- **Aim of the exercise**: Copy the lines below word for word, keeping every character and line break unchanged.

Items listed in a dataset
────────────────────────────────────────

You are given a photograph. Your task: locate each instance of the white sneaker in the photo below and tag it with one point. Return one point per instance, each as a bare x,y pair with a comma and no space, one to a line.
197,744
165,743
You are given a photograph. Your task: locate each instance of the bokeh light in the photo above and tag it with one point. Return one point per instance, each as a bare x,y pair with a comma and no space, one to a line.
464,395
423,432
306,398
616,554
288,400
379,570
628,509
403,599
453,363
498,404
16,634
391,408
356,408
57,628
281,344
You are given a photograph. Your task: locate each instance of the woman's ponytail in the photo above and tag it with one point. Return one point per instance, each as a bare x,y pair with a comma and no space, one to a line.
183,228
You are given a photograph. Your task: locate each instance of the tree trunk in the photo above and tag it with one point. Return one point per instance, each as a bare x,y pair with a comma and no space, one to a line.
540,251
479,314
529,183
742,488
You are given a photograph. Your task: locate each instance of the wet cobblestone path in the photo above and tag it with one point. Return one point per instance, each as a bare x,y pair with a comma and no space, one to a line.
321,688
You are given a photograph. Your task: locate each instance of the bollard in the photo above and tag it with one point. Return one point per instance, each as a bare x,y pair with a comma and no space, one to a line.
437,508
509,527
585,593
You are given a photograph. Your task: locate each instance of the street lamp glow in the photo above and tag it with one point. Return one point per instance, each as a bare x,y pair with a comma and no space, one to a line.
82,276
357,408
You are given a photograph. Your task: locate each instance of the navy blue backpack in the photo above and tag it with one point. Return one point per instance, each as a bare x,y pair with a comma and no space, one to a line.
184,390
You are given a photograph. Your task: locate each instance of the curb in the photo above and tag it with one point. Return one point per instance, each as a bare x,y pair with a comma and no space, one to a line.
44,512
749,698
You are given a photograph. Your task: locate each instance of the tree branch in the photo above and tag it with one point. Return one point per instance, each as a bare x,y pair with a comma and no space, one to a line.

────────────────────────────────────────

- **Worked solution**:
You are given a photograph. Your task: locate each instance of the white sneaker in the photo below and tag it with one point. Return one point per instance, each as a bare x,y pair with a comma and no space, one to a line.
197,744
165,743
You are given a photograph. Your task: locate each instance of the bokeh light in the photo above and tag it with one point. Return one point per instance, each as a bare x,y pair with a comma and no space, one to a line.
464,395
423,432
306,398
616,554
288,400
379,570
628,509
403,599
453,363
498,404
16,634
391,408
356,408
57,628
281,344
You are given a photograph. Your task: locate each instance of the woman's ponytail in the photo above and tag it with one point. Return one point per instance, each as a bare x,y pair with a comma and no space, one to a line.
183,228
You are given a photograph. Your task: locate each instance of the tree trunk in the photo above and tag it with one point. Return one point per instance, each as a bare x,y pair with a comma and no space, one to a line.
540,251
479,314
529,183
742,488
You are given a photograph. Your task: locate each instance of the wet cobblestone path in the photo above and tag it with one point. Return one point per instance, each as a bare x,y pair with a comma and no space, one to a line.
321,688
You are given a photograph. Your task: locate each instance of the bollard in the photo above and tag it with one point. Return one point per instance, each as a bare x,y pair with a comma and no space, one to a line.
437,508
509,527
585,593
You are given a photograph. Your task: locate each instance of the street lamp glow in the photo above and tag it with one point. Return one point per instance, each as a bare x,y pair with a comma and no space, one to a line.
82,276
357,408
You are given a photograph. Your task: locate each instance of the navy blue backpack in the photo above and tag it with one point. Return one point per instance, each as a bare x,y pair with a comma and no space, one to a line.
184,390
You are given a photograph. Your task: locate each instance of the curb in the photo above and tag it with one point. Return one point per instance, each as a bare x,y pair with a comma and no space, one to a line.
44,512
749,698
You are given a photograph. Your task: locate each instance of the tree branch in the photo above and tag it with one point. Return one point per instance, each as a bare x,y pair with a comma and no space, one to a line.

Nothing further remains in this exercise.